Source records
-=-=-=-=-
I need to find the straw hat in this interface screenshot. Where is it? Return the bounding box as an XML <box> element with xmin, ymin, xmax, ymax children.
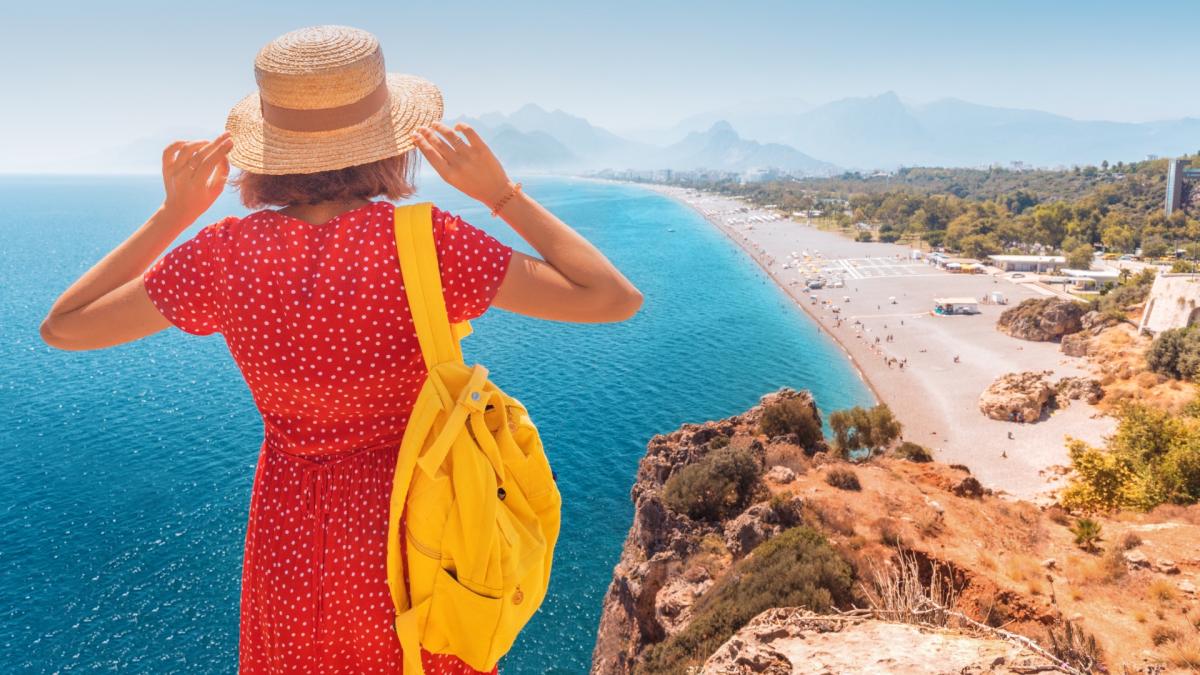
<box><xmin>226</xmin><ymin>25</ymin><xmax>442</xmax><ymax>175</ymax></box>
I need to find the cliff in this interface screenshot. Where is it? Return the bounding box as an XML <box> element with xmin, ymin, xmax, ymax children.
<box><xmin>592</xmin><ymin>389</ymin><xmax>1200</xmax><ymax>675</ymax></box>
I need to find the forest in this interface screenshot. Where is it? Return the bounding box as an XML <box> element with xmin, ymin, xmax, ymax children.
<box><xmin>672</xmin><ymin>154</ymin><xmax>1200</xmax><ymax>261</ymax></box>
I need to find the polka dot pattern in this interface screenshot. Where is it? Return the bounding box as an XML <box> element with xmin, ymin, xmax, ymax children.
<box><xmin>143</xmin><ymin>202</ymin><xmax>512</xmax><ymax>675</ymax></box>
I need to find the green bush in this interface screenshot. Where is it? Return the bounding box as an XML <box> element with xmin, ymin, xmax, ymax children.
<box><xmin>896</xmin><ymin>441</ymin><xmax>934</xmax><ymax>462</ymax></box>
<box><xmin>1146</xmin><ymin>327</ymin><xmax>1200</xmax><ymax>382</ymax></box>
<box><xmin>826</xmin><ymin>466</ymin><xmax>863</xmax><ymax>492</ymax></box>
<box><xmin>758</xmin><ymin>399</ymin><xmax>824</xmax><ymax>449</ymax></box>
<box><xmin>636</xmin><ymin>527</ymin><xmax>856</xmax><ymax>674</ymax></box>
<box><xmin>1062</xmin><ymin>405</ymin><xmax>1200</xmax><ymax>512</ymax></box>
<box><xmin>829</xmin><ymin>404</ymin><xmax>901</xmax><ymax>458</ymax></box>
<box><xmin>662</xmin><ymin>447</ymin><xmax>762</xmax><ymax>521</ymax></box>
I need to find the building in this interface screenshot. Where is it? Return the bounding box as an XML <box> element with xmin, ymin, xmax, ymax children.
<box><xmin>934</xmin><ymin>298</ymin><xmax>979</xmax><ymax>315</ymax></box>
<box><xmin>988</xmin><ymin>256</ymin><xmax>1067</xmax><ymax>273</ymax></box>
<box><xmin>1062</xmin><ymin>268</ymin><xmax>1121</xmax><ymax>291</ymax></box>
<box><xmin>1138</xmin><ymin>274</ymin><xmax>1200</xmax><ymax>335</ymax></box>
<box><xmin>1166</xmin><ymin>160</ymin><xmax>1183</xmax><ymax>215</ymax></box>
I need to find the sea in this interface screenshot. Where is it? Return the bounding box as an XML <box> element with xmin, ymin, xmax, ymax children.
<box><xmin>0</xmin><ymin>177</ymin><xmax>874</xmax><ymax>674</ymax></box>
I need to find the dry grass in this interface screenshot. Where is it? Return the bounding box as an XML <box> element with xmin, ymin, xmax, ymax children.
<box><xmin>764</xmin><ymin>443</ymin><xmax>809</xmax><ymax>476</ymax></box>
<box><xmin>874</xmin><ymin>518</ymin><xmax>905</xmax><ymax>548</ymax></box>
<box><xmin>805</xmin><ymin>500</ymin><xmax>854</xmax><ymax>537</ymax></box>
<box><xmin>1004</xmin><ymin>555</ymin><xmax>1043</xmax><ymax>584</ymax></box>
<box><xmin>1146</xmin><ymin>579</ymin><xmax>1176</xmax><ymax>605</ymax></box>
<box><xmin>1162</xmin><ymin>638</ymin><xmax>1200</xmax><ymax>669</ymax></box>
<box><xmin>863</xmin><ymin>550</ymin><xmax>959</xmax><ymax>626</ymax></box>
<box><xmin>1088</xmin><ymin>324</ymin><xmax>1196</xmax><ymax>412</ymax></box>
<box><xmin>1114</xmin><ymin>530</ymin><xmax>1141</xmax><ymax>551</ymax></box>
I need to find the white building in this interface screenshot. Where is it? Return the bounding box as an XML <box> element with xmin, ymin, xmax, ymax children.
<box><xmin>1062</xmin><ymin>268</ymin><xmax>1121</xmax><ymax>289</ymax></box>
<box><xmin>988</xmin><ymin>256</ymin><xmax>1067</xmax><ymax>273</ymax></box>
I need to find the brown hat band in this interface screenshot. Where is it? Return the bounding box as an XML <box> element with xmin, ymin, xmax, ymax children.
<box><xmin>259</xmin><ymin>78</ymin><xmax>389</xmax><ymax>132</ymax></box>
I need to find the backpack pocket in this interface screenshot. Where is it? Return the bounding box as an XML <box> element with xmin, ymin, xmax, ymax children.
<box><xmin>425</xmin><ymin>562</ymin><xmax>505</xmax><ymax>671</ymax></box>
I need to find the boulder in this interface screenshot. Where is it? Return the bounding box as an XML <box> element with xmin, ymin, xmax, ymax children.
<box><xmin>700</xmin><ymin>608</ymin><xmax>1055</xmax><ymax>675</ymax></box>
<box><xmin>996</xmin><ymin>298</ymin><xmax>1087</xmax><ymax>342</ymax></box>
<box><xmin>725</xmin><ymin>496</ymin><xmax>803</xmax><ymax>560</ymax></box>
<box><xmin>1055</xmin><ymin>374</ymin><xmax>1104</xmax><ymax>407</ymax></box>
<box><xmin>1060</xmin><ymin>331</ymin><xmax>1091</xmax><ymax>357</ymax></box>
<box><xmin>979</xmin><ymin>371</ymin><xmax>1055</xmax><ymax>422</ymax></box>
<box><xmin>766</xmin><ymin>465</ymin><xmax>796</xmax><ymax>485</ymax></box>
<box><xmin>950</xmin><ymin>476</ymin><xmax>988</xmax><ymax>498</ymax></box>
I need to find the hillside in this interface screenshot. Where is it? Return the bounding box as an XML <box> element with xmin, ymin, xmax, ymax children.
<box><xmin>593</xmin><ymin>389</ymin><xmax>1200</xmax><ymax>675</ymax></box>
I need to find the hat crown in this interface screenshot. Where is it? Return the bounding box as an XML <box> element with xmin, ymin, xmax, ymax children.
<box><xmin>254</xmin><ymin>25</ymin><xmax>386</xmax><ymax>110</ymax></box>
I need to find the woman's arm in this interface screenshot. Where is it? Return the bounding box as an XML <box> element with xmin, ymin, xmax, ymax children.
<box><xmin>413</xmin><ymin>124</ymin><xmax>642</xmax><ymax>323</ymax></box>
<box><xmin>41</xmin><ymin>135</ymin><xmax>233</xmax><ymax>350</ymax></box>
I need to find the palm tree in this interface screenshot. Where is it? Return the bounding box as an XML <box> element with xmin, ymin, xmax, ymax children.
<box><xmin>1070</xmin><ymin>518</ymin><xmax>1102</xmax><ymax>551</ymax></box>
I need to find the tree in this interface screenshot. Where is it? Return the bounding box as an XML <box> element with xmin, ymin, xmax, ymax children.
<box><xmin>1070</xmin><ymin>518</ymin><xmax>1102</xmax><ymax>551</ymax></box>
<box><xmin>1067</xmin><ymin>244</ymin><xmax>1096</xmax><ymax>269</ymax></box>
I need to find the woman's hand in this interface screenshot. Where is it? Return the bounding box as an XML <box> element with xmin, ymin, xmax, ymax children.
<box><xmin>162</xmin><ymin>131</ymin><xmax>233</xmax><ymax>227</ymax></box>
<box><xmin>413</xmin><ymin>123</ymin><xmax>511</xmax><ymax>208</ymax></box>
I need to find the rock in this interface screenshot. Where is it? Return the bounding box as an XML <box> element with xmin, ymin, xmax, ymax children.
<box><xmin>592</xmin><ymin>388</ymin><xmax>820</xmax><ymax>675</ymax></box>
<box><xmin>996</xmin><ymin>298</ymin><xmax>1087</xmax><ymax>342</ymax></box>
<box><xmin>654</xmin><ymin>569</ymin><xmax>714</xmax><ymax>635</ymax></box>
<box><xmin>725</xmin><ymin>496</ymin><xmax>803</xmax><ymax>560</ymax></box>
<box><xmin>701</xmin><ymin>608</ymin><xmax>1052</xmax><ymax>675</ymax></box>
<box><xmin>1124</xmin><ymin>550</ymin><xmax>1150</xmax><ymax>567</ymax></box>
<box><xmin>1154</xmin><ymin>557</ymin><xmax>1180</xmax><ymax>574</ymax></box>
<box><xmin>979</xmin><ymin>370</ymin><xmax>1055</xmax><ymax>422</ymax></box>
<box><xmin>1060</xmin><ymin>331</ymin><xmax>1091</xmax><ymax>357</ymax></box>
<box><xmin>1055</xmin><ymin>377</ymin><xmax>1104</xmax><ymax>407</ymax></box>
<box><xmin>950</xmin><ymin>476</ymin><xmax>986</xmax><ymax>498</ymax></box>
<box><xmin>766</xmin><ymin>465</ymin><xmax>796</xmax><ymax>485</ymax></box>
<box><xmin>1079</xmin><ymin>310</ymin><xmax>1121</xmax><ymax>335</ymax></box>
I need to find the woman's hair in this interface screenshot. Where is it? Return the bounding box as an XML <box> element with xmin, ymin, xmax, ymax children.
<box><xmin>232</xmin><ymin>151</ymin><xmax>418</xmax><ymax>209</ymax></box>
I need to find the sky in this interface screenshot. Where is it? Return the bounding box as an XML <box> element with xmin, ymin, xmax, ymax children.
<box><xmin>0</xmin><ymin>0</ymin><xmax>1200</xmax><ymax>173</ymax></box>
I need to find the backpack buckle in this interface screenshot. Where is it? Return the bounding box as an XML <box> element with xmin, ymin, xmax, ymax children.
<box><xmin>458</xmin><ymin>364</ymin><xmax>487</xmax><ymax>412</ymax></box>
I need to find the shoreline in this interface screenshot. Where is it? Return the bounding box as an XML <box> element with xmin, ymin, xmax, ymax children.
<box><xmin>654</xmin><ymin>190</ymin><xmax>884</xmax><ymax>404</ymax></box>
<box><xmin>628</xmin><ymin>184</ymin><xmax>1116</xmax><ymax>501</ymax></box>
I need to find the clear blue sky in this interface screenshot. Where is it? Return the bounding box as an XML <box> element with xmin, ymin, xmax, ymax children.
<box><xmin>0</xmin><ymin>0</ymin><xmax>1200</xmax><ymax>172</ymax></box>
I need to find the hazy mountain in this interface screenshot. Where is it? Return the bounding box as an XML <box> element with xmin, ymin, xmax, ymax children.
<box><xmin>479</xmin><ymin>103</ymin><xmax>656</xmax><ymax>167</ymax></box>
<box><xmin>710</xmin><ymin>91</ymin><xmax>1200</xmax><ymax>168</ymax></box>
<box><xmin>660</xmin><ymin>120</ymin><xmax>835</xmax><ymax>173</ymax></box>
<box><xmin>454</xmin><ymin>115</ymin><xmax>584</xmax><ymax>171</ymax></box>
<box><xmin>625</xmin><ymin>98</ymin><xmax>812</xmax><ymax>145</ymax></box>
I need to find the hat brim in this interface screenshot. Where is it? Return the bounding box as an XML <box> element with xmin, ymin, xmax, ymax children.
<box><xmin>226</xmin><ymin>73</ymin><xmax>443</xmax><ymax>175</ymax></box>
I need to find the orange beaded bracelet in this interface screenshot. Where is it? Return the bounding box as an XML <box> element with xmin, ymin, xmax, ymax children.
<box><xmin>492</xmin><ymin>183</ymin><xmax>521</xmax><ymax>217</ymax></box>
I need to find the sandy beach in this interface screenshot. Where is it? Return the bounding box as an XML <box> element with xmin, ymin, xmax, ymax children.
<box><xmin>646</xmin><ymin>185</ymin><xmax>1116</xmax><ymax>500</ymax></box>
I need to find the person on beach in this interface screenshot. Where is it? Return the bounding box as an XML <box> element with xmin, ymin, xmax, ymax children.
-=-=-=-=-
:: BRIEF ::
Repeat the rows above word for word, beginning with the one that contains "I need to find the hazy" and continuing through the last row.

:: EXERCISE ANSWER ::
I need to find the hazy mountain in this interface screenshot. Where is it? Return the bounding box as an XML <box> element with xmin, ymin, xmax, ymax children.
<box><xmin>479</xmin><ymin>103</ymin><xmax>656</xmax><ymax>167</ymax></box>
<box><xmin>710</xmin><ymin>91</ymin><xmax>1200</xmax><ymax>168</ymax></box>
<box><xmin>660</xmin><ymin>120</ymin><xmax>835</xmax><ymax>173</ymax></box>
<box><xmin>454</xmin><ymin>115</ymin><xmax>584</xmax><ymax>171</ymax></box>
<box><xmin>625</xmin><ymin>98</ymin><xmax>812</xmax><ymax>145</ymax></box>
I need to find the hat brim in this interface screenshot. Where is it? Return the bounding box as an XML <box> element with xmin, ymin, xmax, ymax children.
<box><xmin>226</xmin><ymin>73</ymin><xmax>443</xmax><ymax>175</ymax></box>
I need to find the orange beaded bracelet in this interface screenshot. Where is it? Return the bounding box as an XML <box> element with xmin, ymin, xmax, ymax children.
<box><xmin>492</xmin><ymin>183</ymin><xmax>521</xmax><ymax>217</ymax></box>
I need to find the sandy beach in this interface screenshot. Where is it? Return the bounding box as an XML <box> element with xmin, ymin, xmax, ymax children.
<box><xmin>646</xmin><ymin>185</ymin><xmax>1116</xmax><ymax>500</ymax></box>
I need to find the person on beach in this interface screenshot. Where is it? Return the bounding box as an XML <box> element with xmin, ymin, xmax, ymax children.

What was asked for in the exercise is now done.